> **TASK STATEMENT**
Please set down each entry exactly, omitting any picture it holds.

> **SUPPLIED DATA**

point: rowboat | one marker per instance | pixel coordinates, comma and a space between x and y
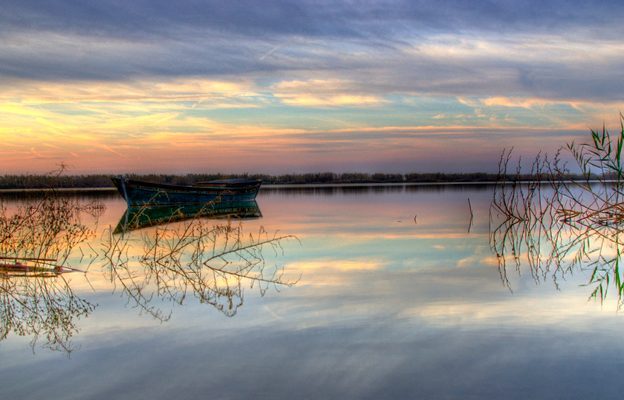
140, 193
146, 216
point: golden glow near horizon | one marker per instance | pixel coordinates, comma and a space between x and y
434, 101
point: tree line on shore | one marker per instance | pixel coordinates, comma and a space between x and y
104, 181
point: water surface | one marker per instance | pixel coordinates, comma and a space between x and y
380, 293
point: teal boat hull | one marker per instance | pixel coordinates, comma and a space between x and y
140, 193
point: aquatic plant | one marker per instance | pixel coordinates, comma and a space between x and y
557, 225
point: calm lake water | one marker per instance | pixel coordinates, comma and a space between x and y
368, 293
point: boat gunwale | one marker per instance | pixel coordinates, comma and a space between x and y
220, 187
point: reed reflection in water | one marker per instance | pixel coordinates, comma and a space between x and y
557, 227
187, 254
36, 241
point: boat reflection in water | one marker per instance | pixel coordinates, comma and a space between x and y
200, 252
137, 217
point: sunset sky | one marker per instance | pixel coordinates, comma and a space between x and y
302, 86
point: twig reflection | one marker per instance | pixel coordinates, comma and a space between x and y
210, 261
36, 241
556, 226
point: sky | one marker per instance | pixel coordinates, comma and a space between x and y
112, 86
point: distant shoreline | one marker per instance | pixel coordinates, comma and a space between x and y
296, 186
324, 179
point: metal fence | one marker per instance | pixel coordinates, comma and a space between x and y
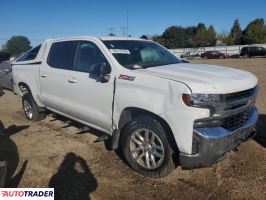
231, 50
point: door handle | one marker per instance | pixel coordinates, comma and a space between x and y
72, 80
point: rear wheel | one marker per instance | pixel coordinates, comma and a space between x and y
31, 109
146, 147
247, 56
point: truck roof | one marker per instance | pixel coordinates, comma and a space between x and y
105, 38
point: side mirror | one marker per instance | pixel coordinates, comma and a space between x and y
101, 71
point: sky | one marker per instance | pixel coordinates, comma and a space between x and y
42, 19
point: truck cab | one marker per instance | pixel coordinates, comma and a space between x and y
158, 110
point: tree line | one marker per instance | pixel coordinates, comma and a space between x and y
201, 36
179, 37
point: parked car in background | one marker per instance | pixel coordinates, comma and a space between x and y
158, 110
6, 75
4, 56
253, 51
214, 55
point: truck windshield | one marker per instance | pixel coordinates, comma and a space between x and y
134, 54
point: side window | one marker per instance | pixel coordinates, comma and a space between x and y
61, 55
30, 55
87, 56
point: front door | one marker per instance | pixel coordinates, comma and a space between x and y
91, 100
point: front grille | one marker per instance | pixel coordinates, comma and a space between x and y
239, 95
236, 121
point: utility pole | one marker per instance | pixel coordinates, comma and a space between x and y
127, 23
123, 28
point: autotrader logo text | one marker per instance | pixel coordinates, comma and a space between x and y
27, 193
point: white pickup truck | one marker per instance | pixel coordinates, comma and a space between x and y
159, 111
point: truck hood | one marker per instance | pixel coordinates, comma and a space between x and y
203, 78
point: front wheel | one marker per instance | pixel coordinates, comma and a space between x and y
146, 147
31, 109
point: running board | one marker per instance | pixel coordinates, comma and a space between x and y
102, 138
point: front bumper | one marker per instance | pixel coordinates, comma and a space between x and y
214, 142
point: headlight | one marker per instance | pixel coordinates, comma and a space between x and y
201, 99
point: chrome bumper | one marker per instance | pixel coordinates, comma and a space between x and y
214, 142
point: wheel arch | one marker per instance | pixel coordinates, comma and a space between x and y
130, 113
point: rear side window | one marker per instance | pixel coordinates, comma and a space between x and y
87, 56
61, 55
30, 55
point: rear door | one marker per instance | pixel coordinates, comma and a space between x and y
53, 75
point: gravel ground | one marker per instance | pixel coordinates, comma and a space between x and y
55, 153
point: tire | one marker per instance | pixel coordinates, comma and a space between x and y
160, 166
30, 108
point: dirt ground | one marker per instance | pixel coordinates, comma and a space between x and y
55, 153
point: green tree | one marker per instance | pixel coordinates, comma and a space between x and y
211, 36
174, 37
159, 39
17, 45
255, 32
201, 36
190, 33
235, 36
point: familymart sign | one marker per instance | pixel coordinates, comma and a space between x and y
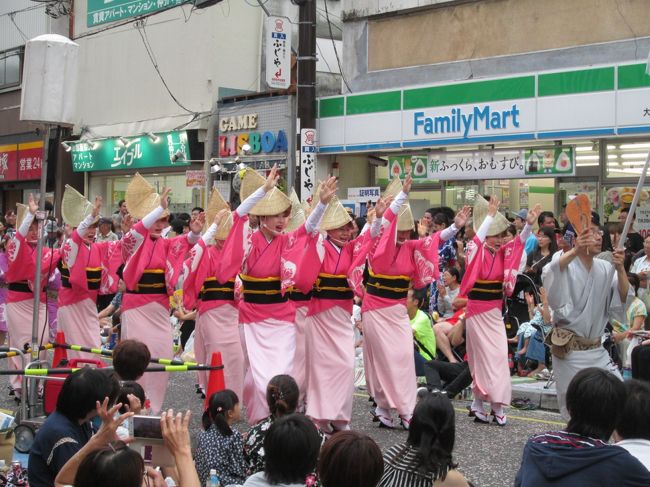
590, 102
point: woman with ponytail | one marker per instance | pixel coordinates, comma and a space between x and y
220, 447
426, 457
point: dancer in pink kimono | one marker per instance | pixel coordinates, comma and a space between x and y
268, 319
153, 265
217, 322
330, 336
396, 265
21, 252
491, 270
87, 268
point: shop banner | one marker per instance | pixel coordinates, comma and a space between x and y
513, 164
307, 162
103, 11
169, 149
364, 194
586, 102
278, 52
195, 179
21, 162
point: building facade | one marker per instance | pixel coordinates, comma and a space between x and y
530, 101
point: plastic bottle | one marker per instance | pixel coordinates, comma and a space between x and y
213, 481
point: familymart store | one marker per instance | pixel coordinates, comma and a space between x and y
533, 138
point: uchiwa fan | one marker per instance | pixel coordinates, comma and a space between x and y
75, 207
141, 198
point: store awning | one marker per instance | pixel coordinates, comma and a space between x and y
155, 125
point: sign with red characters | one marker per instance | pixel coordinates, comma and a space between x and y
21, 162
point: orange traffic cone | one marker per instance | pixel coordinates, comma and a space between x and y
60, 353
216, 380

> **OUTPUT OF THE TASK**
point: rowboat | one marker per instance | pixel coordinates, comma and a space between x and y
140, 193
146, 216
point: golden glow near horizon | one marker per instance | pixel coordinates, comma and a space between x and y
434, 101
point: tree line on shore | one marker per instance | pixel coordinates, comma and a space between x and y
104, 181
point: water surface | one marker per instance | pixel coordinates, comma and a space between x and y
380, 293
point: teal boat hull | one marker per instance | pixel coordinates, comma and a space between x and y
140, 193
point: aquatic plant | one marker per instance | pixel coordinates, comma and a space between x and y
557, 225
point: calm lake water | one marker per instance | pixel coordinates, comma and a space between x and y
368, 293
point: boat gunwale | one marker per instance | pixel coordinates, comma and a space between x and y
220, 187
point: reed reflection in water | one marker per instance | pixel coordinates, comma and a space between x and y
557, 227
187, 254
36, 241
point: boat reflection in water | one marker per instance | pixel coordinates, comma and a space between x and y
200, 252
137, 217
point: sunset sky | one marker per instance | pixel coordinates, comma and a space between x and y
302, 86
point: twig reflection | one marker per instance | pixel coordinates, comma and a space between x and y
210, 261
36, 241
556, 226
point: sky | one marker per instance | pixel coordinates, comma and a space between x and y
112, 86
point: distant shoreline | one marker per instance | pixel coordinates, comma and a space between x and y
296, 186
324, 179
point: metal fence | one marker per instance | pixel coordinates, comma and a space between x and y
231, 50
point: door handle | one marker per instance | pixel coordinates, comma and a space between x and y
72, 80
point: rear wheel | one marker per instance | pixel coordinates, comma and a space between x and y
31, 109
146, 147
247, 56
point: truck roof | one marker per instance | pixel coordinates, comma and a space between x and y
105, 38
point: side mirror | one marker per instance | pixel coordinates, comma and a space between x and y
101, 71
point: sky | one marker per instance | pixel coordinates, comma and a space between x and y
42, 19
point: truck cab | one marker per instance | pixel coordinates, comma and a space between x and y
158, 110
point: tree line | one marker per instance | pixel coordinates, comma and a space between x and y
201, 36
179, 37
point: parked car in background | one marker per instance | pixel coordinates, comma and a space between x and y
158, 110
6, 75
4, 56
253, 51
214, 55
point: truck windshield | one marker per instance | pixel coordinates, comma and a space between x and y
134, 54
point: side window | one marker per instance | pixel coordinates, comma and a space between x and y
61, 55
30, 55
87, 56
point: front door | one marker per instance | pixel coordinates, comma and a space between x and y
91, 100
point: front grille | one marker per instance | pixel coordinates, comma and a space between x and y
239, 95
236, 121
point: utility pole | one marker per instance | pixel coordinates, comma and a space between x and y
127, 23
123, 28
point: autotrader logo text | one marker per instance | pixel coordinates, comma and a space between x and y
27, 193
point: white pickup truck | one marker per instance | pixel coordinates, comma and a space between x and y
159, 111
point: truck hood | one marker per instance | pixel coordinates, comma and a space between x and y
203, 78
point: front wheel | one marker per instance | pixel coordinates, comma and a space between x and y
146, 147
31, 109
point: running board | one marker per instance | pixel coordinates, comma and a space between x and y
102, 138
point: front bumper | one marker per instance | pixel coordinates, comma and a space between x and y
214, 142
point: headlight | one marker per instance | pixel coordinates, comma and a space between x and y
201, 99
point: chrome bumper | one marker per instance | pixel coordinates, comma and a space between x and y
214, 142
point: wheel arch | one marker per instance | pixel coordinates, comma and a space between x and y
130, 113
point: rear side window | one marker per instance | pixel coordinates, comma and a space between x and y
87, 56
61, 55
30, 55
point: rear door | one marker per instance | pixel coordinates, comma and a space between x and y
53, 75
point: gravel ground | one marker per instance | pixel coordinates, comma and a space between x and y
55, 153
point: tire | one marker per instance | pixel coordinates, comma and a space between x and y
160, 166
30, 108
point: dirt ground | one marker per instance | pixel coordinates, comma and a space between x and y
55, 153
point: green tree | one marker per instance | pixel coordinates, comma and a space between x and y
211, 36
174, 37
159, 39
17, 45
255, 32
201, 36
190, 33
235, 36
point: familymart sign | one marker per instance | pixel coordinates, comma and a space between x and y
590, 102
point: woman with ponytail | one marker per instance | pixel coordinates, comma and a space between x and y
220, 447
426, 457
point: dancer in pink kimono | one marker per instance | pixel coordinates, comma and a space between x and y
268, 319
153, 265
217, 322
330, 336
396, 265
21, 252
491, 270
87, 268
point: shop banner | one marker per instance | pixel coordinates, comma and a space between x and y
513, 164
307, 162
103, 11
169, 149
364, 194
586, 102
278, 52
195, 179
21, 162
point: building facade | one marker per instance | pixel coordinates, comma and a space between x and y
530, 101
point: plastic bottle | one marker per instance | pixel coordinates, comma and a space between x and y
213, 481
point: familymart store | one marker per instance | pixel coordinates, comma and a space between x and y
533, 138
point: uchiwa fan | one marker per instance | pixel coordinates, comma and a space between x and y
75, 207
141, 198
point: store awning | one marker per instance | pixel coordinates, comma and a space between x and y
155, 125
point: sign with red characters | one marker per instance | pixel coordinates, comma and a space between x and y
21, 162
point: orange traffic cone | one marker per instance | pixel coordinates, comma and a space between x and y
60, 353
216, 380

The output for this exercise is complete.